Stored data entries
=== Begin Enclosure ===

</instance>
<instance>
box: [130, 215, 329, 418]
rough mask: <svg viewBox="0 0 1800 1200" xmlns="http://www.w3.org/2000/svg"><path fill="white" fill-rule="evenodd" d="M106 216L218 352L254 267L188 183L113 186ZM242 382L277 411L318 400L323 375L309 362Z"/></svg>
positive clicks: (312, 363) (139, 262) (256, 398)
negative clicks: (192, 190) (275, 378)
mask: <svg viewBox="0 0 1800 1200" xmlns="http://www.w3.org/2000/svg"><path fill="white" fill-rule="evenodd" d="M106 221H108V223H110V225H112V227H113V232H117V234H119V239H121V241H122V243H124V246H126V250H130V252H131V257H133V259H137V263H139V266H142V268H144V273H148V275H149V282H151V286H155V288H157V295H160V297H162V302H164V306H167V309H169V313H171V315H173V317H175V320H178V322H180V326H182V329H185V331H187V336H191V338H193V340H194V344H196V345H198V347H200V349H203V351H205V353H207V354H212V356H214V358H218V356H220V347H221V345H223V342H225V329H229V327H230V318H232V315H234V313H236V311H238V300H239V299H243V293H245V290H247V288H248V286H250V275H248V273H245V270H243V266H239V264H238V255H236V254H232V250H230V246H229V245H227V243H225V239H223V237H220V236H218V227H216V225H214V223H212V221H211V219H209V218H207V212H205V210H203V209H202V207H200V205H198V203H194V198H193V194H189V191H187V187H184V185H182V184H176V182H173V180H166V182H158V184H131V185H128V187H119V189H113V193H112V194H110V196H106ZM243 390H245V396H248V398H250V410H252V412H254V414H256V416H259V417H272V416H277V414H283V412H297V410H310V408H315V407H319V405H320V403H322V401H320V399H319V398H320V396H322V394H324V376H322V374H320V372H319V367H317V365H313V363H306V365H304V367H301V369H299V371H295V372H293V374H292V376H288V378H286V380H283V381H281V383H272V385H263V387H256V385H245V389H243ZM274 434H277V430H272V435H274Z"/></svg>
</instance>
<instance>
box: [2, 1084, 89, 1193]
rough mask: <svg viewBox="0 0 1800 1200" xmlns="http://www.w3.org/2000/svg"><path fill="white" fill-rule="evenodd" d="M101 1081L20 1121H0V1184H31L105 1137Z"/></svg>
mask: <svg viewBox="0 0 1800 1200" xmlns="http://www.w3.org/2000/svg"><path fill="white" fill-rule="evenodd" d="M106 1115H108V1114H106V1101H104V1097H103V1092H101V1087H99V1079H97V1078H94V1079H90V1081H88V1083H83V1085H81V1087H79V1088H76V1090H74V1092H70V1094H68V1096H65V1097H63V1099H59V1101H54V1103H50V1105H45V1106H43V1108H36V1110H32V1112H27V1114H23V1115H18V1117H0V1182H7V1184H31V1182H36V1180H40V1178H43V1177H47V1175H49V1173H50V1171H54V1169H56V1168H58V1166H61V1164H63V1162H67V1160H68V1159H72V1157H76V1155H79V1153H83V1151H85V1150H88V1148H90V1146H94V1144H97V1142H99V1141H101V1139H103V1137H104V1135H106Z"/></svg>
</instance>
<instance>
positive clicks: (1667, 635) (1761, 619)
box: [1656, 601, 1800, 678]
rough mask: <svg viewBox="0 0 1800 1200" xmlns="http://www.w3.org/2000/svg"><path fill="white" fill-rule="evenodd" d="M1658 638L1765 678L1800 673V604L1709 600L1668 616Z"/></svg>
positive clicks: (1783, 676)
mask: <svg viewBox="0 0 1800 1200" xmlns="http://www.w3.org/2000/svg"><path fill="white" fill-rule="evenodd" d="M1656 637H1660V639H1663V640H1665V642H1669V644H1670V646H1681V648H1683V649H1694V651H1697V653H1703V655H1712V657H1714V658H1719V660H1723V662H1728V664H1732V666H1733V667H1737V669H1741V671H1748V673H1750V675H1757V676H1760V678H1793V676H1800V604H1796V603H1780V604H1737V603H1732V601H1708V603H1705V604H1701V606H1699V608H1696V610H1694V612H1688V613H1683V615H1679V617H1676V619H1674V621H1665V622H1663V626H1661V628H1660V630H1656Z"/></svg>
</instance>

=== End Enclosure ===

Copy all of the records above line for line, changing nothing.

</instance>
<instance>
box: [130, 215, 329, 418]
rough mask: <svg viewBox="0 0 1800 1200" xmlns="http://www.w3.org/2000/svg"><path fill="white" fill-rule="evenodd" d="M106 216L218 352L254 267L188 183L113 186ZM242 382L277 411L318 400L323 375L309 362Z"/></svg>
positive clicks: (312, 363) (139, 262) (256, 398)
negative clicks: (192, 190) (275, 378)
mask: <svg viewBox="0 0 1800 1200" xmlns="http://www.w3.org/2000/svg"><path fill="white" fill-rule="evenodd" d="M106 221H108V223H110V225H112V227H113V232H117V234H119V239H121V241H122V243H124V246H126V250H130V252H131V257H133V259H137V263H139V266H142V268H144V273H148V275H149V282H151V286H155V288H157V295H160V297H162V302H164V306H167V309H169V313H171V315H173V317H175V320H178V322H180V326H182V329H185V331H187V336H191V338H193V340H194V344H196V345H198V347H200V349H203V351H205V353H207V354H212V356H214V358H218V356H220V347H221V345H223V342H225V329H229V327H230V318H232V315H234V313H236V311H238V300H239V299H243V293H245V290H247V288H248V286H250V275H248V273H245V270H243V266H239V264H238V255H236V254H232V250H230V246H229V245H227V243H225V239H223V237H220V236H218V227H216V225H214V223H212V221H211V219H209V218H207V212H205V210H203V209H202V207H200V205H198V203H194V198H193V194H189V191H187V187H184V185H182V184H176V182H173V180H166V182H158V184H131V185H128V187H119V189H113V193H112V194H110V196H106ZM243 390H245V396H248V398H250V410H252V412H254V414H256V416H259V417H272V416H277V414H283V412H297V410H310V408H315V407H319V405H320V403H322V401H320V399H319V398H320V396H322V394H324V376H322V374H320V372H319V367H317V365H313V363H306V365H304V367H301V369H299V371H295V372H293V374H292V376H288V378H286V380H283V381H281V383H272V385H263V387H256V385H245V389H243ZM274 434H277V430H272V435H274Z"/></svg>
</instance>
<instance>
box: [2, 1084, 89, 1193]
rough mask: <svg viewBox="0 0 1800 1200" xmlns="http://www.w3.org/2000/svg"><path fill="white" fill-rule="evenodd" d="M101 1081L20 1121H0V1184H31L105 1137Z"/></svg>
mask: <svg viewBox="0 0 1800 1200" xmlns="http://www.w3.org/2000/svg"><path fill="white" fill-rule="evenodd" d="M106 1115H108V1114H106V1101H104V1097H103V1092H101V1087H99V1079H97V1078H94V1079H90V1081H88V1083H83V1085H81V1087H79V1088H76V1090H74V1092H70V1094H68V1096H65V1097H63V1099H59V1101H54V1103H50V1105H45V1106H43V1108H36V1110H32V1112H27V1114H23V1115H18V1117H0V1182H7V1184H31V1182H36V1180H40V1178H43V1177H47V1175H49V1173H50V1171H54V1169H56V1168H58V1166H61V1164H63V1162H67V1160H68V1159H72V1157H76V1155H79V1153H83V1151H85V1150H88V1148H90V1146H94V1144H97V1142H99V1141H101V1139H103V1137H104V1135H106Z"/></svg>
</instance>
<instance>
positive clicks: (1667, 635) (1761, 619)
box: [1656, 601, 1800, 678]
rough mask: <svg viewBox="0 0 1800 1200" xmlns="http://www.w3.org/2000/svg"><path fill="white" fill-rule="evenodd" d="M1658 638L1765 678L1800 673V604L1709 600L1668 616Z"/></svg>
positive clicks: (1783, 676)
mask: <svg viewBox="0 0 1800 1200" xmlns="http://www.w3.org/2000/svg"><path fill="white" fill-rule="evenodd" d="M1656 637H1660V639H1663V640H1665V642H1669V644H1670V646H1681V648H1683V649H1694V651H1697V653H1703V655H1712V657H1714V658H1719V660H1723V662H1728V664H1732V666H1733V667H1737V669H1741V671H1748V673H1750V675H1757V676H1760V678H1793V676H1800V604H1796V603H1780V604H1737V603H1732V601H1708V603H1705V604H1701V606H1699V608H1696V610H1694V612H1688V613H1683V615H1679V617H1676V619H1674V621H1665V622H1663V626H1661V628H1660V630H1656Z"/></svg>
</instance>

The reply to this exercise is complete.